[Dataset records — start]

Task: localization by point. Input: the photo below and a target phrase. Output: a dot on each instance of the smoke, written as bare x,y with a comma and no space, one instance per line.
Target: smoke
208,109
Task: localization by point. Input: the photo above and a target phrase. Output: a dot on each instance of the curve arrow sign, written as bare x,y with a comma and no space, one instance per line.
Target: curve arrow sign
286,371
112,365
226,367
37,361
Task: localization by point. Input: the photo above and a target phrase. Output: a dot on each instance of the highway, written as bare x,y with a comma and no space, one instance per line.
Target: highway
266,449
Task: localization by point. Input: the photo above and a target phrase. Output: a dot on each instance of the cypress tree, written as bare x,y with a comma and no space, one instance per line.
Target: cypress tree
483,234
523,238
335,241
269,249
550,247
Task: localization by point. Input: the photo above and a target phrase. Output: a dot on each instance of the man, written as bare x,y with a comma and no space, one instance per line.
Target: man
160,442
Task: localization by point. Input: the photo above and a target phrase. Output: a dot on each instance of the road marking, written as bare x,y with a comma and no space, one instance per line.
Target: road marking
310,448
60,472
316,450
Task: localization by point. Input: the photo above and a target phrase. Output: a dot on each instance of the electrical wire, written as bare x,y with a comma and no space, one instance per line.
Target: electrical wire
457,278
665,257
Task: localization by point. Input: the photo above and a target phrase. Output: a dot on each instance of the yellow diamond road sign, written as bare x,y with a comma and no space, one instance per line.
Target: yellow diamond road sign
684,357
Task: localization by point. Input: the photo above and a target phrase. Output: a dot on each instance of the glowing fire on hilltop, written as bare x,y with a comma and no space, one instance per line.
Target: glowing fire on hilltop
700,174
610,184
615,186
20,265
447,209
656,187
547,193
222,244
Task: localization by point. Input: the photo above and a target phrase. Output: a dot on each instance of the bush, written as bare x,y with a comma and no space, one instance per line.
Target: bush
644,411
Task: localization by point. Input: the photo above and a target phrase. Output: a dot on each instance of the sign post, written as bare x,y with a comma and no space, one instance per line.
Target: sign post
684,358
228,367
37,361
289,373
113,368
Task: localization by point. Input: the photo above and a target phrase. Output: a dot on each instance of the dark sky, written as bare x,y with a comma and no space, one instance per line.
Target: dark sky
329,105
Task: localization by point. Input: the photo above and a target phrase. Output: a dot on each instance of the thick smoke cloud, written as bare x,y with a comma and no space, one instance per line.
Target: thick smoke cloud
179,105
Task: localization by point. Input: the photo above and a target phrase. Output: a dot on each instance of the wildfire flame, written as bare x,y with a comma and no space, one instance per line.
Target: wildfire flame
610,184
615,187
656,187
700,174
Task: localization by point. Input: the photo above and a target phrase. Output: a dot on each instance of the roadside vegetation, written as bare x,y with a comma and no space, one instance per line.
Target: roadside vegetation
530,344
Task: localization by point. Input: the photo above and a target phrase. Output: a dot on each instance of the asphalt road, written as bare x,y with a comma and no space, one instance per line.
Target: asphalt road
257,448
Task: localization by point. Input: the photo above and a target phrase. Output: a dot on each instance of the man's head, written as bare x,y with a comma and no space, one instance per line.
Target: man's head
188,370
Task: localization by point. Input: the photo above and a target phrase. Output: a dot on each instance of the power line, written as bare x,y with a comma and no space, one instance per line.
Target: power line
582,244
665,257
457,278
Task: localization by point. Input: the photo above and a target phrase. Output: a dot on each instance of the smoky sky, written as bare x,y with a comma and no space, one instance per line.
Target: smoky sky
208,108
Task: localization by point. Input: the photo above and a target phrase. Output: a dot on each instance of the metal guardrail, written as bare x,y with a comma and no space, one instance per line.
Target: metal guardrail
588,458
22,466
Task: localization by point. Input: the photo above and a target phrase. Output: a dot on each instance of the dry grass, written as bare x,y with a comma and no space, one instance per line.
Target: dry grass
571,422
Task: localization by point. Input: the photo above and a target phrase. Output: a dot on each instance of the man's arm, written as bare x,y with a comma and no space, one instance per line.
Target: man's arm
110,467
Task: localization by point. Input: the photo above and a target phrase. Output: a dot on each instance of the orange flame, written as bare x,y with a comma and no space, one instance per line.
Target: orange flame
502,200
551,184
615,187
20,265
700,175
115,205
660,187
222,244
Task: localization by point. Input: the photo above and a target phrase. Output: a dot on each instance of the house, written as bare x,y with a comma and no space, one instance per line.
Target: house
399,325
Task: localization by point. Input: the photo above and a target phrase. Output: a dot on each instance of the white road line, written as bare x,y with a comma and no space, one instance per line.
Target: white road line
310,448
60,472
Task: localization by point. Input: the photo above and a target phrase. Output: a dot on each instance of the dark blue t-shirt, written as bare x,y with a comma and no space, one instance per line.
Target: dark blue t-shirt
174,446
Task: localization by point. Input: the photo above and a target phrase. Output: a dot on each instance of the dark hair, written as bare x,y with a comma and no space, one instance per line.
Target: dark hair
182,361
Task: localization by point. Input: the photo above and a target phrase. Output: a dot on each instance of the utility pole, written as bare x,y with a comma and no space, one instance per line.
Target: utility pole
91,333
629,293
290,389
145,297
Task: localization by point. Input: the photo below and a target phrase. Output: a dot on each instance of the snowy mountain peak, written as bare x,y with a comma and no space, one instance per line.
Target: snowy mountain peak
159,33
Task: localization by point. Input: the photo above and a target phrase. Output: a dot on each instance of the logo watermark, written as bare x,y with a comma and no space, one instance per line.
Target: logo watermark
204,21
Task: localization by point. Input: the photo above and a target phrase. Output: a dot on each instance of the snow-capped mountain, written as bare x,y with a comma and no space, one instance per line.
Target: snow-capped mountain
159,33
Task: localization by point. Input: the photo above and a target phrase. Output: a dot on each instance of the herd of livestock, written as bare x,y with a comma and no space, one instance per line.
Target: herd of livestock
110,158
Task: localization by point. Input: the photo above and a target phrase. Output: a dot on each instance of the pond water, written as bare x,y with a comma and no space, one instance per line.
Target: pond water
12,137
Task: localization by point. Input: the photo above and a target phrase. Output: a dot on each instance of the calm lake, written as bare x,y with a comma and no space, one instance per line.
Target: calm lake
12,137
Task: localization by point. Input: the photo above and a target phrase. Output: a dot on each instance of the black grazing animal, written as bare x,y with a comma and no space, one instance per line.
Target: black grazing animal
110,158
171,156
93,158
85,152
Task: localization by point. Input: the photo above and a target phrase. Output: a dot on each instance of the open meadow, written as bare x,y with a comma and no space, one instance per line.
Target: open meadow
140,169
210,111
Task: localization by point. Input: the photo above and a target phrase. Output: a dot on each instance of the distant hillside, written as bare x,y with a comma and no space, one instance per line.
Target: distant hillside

[Dataset records — finish]

Please output the exact lines of the records above, beginning with the first and stopping after the line that holds "of the curve", and nothing else.

Exercise output =>
Task: localization by point. Input: the photo below and a target phrase. Output: a dot on each instance of the smoke, written as bare x,y with a comma and no space, one instance per line.
Target: smoke
208,109
Task: localization by point. Input: the photo above and a target phrase. Output: a dot on each instance of the curve arrow sign, written as bare x,y with a comma and no space, one instance per line.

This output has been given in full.